§ What is needed
Print out the data exactly, keeping every image out of it.

[Collection entries]
↓↓↓

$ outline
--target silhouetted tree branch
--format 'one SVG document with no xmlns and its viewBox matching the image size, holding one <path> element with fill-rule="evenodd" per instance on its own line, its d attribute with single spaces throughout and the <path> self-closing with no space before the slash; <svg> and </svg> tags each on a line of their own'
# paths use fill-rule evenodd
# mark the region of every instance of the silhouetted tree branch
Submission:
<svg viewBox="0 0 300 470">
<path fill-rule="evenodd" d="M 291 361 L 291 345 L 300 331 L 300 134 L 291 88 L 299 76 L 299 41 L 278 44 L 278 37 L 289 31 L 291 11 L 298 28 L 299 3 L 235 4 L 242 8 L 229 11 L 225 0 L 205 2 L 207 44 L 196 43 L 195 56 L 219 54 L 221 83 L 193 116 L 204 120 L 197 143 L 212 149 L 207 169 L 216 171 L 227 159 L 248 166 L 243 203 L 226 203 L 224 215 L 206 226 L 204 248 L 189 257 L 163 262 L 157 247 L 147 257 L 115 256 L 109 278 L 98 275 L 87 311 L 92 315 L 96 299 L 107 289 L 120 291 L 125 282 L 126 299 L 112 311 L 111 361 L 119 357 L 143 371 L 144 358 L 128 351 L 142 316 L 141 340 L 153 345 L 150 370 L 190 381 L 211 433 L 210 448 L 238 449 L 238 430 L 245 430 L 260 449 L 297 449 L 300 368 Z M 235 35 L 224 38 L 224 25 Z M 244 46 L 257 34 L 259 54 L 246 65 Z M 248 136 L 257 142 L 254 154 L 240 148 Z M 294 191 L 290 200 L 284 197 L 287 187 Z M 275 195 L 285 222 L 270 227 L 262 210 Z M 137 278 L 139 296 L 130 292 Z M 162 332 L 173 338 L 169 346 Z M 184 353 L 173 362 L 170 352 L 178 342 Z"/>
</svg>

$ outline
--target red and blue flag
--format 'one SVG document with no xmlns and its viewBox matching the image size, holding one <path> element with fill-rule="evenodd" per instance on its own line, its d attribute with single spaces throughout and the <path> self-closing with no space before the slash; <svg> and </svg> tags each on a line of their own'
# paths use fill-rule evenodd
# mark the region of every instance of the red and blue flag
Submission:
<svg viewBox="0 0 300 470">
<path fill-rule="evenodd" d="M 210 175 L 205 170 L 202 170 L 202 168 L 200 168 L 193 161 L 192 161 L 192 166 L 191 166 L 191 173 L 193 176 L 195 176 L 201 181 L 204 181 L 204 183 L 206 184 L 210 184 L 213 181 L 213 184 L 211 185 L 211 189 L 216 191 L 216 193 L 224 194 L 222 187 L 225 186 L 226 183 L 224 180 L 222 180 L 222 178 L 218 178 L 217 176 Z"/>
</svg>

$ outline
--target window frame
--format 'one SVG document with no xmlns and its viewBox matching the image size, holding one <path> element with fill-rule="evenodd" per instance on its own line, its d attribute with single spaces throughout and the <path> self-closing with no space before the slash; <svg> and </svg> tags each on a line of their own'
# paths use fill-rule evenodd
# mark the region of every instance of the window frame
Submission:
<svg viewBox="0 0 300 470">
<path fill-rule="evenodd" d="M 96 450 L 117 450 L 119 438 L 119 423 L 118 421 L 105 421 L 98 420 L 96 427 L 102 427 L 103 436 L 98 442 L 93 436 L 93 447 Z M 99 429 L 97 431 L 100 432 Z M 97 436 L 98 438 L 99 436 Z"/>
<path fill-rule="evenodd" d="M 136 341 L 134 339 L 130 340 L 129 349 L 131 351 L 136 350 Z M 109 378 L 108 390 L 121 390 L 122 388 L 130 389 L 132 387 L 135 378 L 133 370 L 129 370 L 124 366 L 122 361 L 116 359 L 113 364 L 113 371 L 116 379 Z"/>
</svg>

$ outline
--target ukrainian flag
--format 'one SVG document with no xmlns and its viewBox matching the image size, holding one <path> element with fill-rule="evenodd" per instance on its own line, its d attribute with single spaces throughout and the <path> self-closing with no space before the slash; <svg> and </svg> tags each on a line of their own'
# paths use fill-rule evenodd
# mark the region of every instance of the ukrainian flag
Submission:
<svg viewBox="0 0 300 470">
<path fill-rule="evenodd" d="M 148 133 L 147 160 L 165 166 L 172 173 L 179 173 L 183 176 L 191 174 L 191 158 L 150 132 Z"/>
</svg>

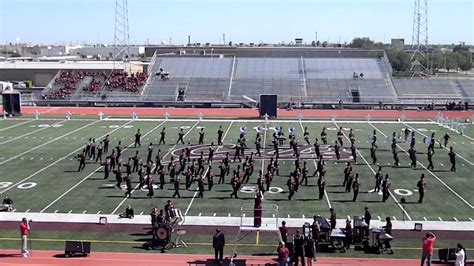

↑↑↑

§ Answer box
$ outline
--target silhouetted tree branch
--format 'one SVG document with no xmlns and its viewBox matching the image size, holding one <path> element with fill-rule="evenodd" per instance on its own line, its d attribute with single spaces throughout and the <path> self-closing with no space before the slash; <svg> and </svg> tags each on a line of their own'
# paths use fill-rule evenodd
# mark the region of every instance of the silhouetted tree branch
Submission:
<svg viewBox="0 0 300 470">
<path fill-rule="evenodd" d="M 291 361 L 291 345 L 300 331 L 300 134 L 291 88 L 299 76 L 299 41 L 278 44 L 278 37 L 289 31 L 291 11 L 298 28 L 299 3 L 235 4 L 242 8 L 229 11 L 225 0 L 205 2 L 207 44 L 196 43 L 195 56 L 219 54 L 221 83 L 193 116 L 204 120 L 197 143 L 212 149 L 207 169 L 216 171 L 227 159 L 248 166 L 243 203 L 226 203 L 224 215 L 206 226 L 204 248 L 189 257 L 163 262 L 157 247 L 147 257 L 115 256 L 109 278 L 98 275 L 87 311 L 92 315 L 96 299 L 107 289 L 120 291 L 125 282 L 126 299 L 112 311 L 111 361 L 119 357 L 143 371 L 144 358 L 128 351 L 142 316 L 141 340 L 153 345 L 150 370 L 190 381 L 211 433 L 210 448 L 238 449 L 238 430 L 245 430 L 260 449 L 297 449 L 300 368 Z M 235 35 L 224 38 L 224 25 Z M 244 46 L 257 34 L 259 54 L 246 65 Z M 248 136 L 257 142 L 254 154 L 240 148 Z M 294 191 L 290 200 L 284 197 L 287 187 Z M 275 195 L 285 222 L 270 227 L 262 210 Z M 137 278 L 139 296 L 130 292 Z M 162 332 L 173 338 L 169 346 Z M 184 353 L 173 362 L 170 352 L 178 342 Z"/>
</svg>

$ outline
--target red and blue flag
--format 'one SVG document with no xmlns and its viewBox matching the image size, holding one <path> element with fill-rule="evenodd" per instance on its own line, its d attribute with single spaces throughout and the <path> self-closing with no space before the slash; <svg> and </svg> tags each on a line of their own'
# paths use fill-rule evenodd
# mark the region of every instance of the red and blue flag
Submission:
<svg viewBox="0 0 300 470">
<path fill-rule="evenodd" d="M 210 175 L 205 170 L 202 170 L 202 168 L 200 168 L 193 161 L 192 161 L 192 166 L 191 166 L 191 173 L 193 176 L 195 176 L 201 181 L 204 181 L 204 183 L 206 184 L 210 184 L 213 181 L 213 184 L 211 185 L 211 189 L 216 191 L 216 193 L 224 194 L 222 187 L 225 186 L 226 183 L 224 180 L 222 180 L 222 178 L 218 178 L 217 176 Z"/>
</svg>

$ outline
--target window frame
--format 'one SVG document with no xmlns and its viewBox matching the image size, holding one <path> element with fill-rule="evenodd" per instance on its own line, its d attribute with single spaces throughout and the <path> self-closing with no space before the slash; <svg> and </svg> tags each on a line of their own'
# paths use fill-rule evenodd
# mark the region of every instance of the window frame
Submission:
<svg viewBox="0 0 300 470">
<path fill-rule="evenodd" d="M 96 450 L 117 450 L 119 438 L 119 423 L 118 421 L 105 421 L 98 420 L 96 427 L 102 427 L 103 436 L 98 442 L 93 436 L 93 447 Z M 99 429 L 97 431 L 100 432 Z M 97 436 L 98 438 L 99 436 Z"/>
<path fill-rule="evenodd" d="M 136 341 L 134 339 L 130 340 L 129 349 L 131 351 L 136 350 Z M 109 378 L 108 390 L 121 390 L 122 388 L 130 389 L 132 387 L 135 378 L 133 370 L 129 370 L 124 366 L 122 361 L 116 359 L 113 364 L 113 371 L 116 379 Z"/>
</svg>

$ outline
--target ukrainian flag
--format 'one SVG document with no xmlns and its viewBox matching the image size, holding one <path> element with fill-rule="evenodd" per instance on its own line, its d attribute with single spaces throughout and the <path> self-closing with no space before the slash; <svg> and </svg> tags each on a line of their own'
# paths use fill-rule evenodd
# mark the region of every instance of the ukrainian flag
Submission:
<svg viewBox="0 0 300 470">
<path fill-rule="evenodd" d="M 148 133 L 147 160 L 165 166 L 172 173 L 179 173 L 183 176 L 191 174 L 191 158 L 150 132 Z"/>
</svg>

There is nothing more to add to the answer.